### Records shown
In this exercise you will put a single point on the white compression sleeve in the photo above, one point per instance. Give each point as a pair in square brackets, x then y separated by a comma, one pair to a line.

--

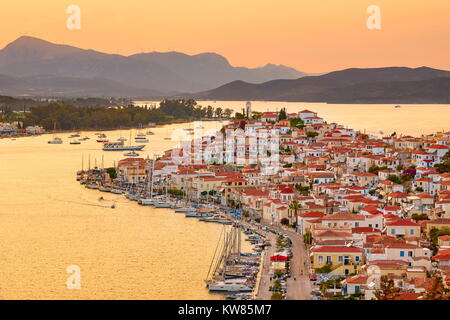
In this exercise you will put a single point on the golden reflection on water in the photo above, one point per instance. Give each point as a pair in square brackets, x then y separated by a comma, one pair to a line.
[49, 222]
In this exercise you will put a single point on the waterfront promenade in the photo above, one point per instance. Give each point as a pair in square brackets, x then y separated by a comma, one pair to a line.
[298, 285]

--

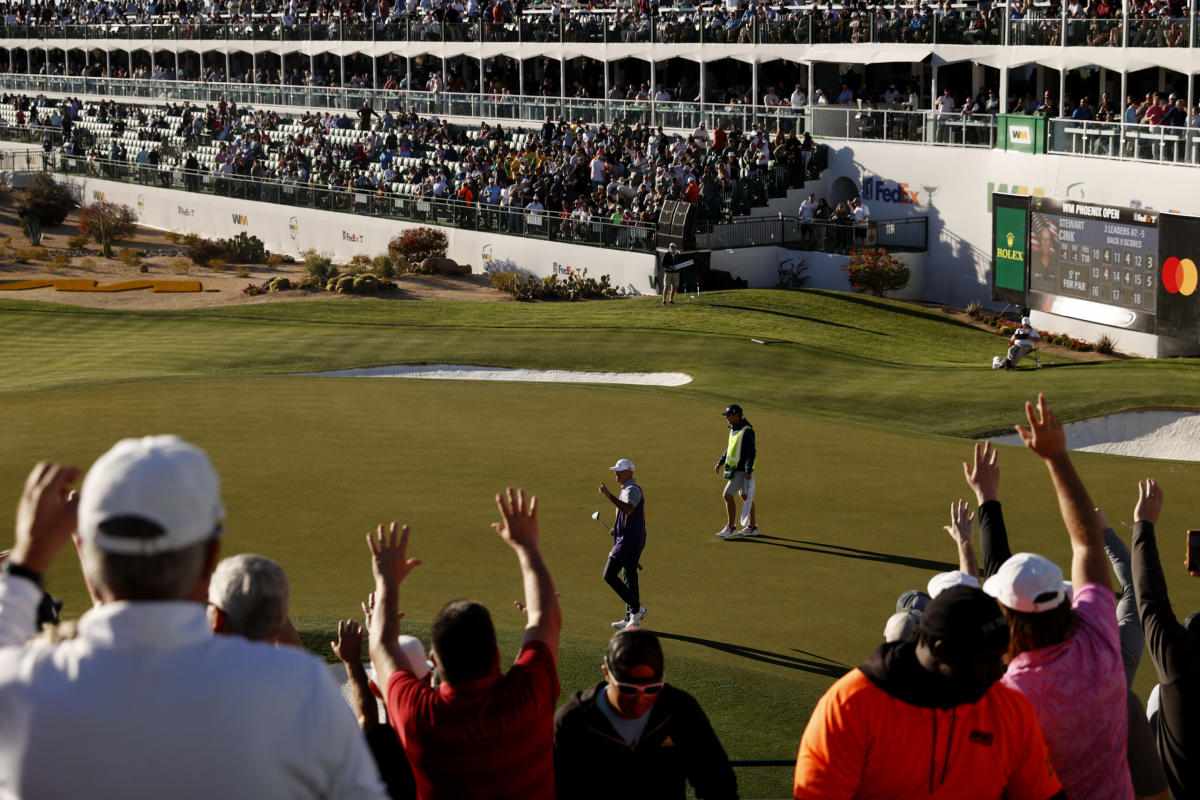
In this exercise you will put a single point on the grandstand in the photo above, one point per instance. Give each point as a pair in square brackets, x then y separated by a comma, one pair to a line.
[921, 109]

### Problem statement
How many lines in the records above contain the string "each", matching case exactly? Give only the number.

### Written solution
4